BEGIN DOCUMENT SECTION
These are important limitations. Nevertheless, they are minor compared to the issues with traditional work requirements. While work requirements create large bureaucracies to verify work status, income requirements operate within existing systems. This has big effects. For example, only 28 percent of families eligible for TANF, which has work requirements, claimed benefits in 2012 – a far cry from the 80 percent rate of EITC programs.
|Exclusion of the very poor
|Yes. Work requirements, by their nature, exclude people who are not working, even if they were unable to work through no fault of their own.
|Yes. Income requirements, by design, exclude people with no income, even if they were unable to work through no fault of their own.
|Effects on labor force participation
|Small (plausibly zero). Many states imposed Medicaid work requirements during the Trump administration, with no detectable effect on workforce participation.
|Contested. Some economists have found large effects on workforce participation from the EITC. However, a recent re-analysis suggests no effect.
|Effects of bureaucratic hurdles
|Large. Programs with work requirements, such as TANF or Medicaid, typically fail to reach most eligible people. For example, TANF only reached 28 percent of the eligible population in 2012.
|Moderate. Programs with income requirements, such as the EITC, typically reach 80 percent of the eligible population.
END DOCUMENT SECTION
BEGIN RECORD SET
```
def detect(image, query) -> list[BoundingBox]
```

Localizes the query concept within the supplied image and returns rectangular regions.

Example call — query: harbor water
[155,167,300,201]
END RECORD SET
WORK TASK 1:
From the passage on work and income requirements, set down the part that opens with the words containing "These are important" and closes with "of EITC programs.".
WORK TASK 2:
Say whether each statement agrees with the passage on work and income requirements, answering yes or no and quoting the words of the passage that decide it. (a) TANF reached 28 percent of its eligible population in 2012. (b) The passage rates the effect of bureaucratic hurdles on income-requirement programs as large. (c) State Medicaid work requirements under the Trump administration produced a clear rise in workforce participation.
WORK TASK 3:
According to the passage on work and income requirements, what share of the eligible population do income-requirement programs such as the EITC typically reach?
Nothing here depends on the data, so they can be set aside.

RESULT 1:
These are important limitations. Nevertheless, they are minor compared to the issues with traditional work requirements. While work requirements create large bureaucracies to verify work status, income requirements operate within existing systems. This has big effects. For example, only 28 percent of families eligible for TANF, which has work requirements, claimed benefits in 2012 – a far cry from the 80 percent rate of EITC programs.

RESULT 2:
(a) Yes: "TANF only reached 28 percent of the eligible population in 2012."
(b) No: "Moderate. Programs with income requirements, such as the EITC, typically reach 80 percent of the eligible population."
(c) No: "with no detectable effect on workforce participation"

RESULT 3:
80 percent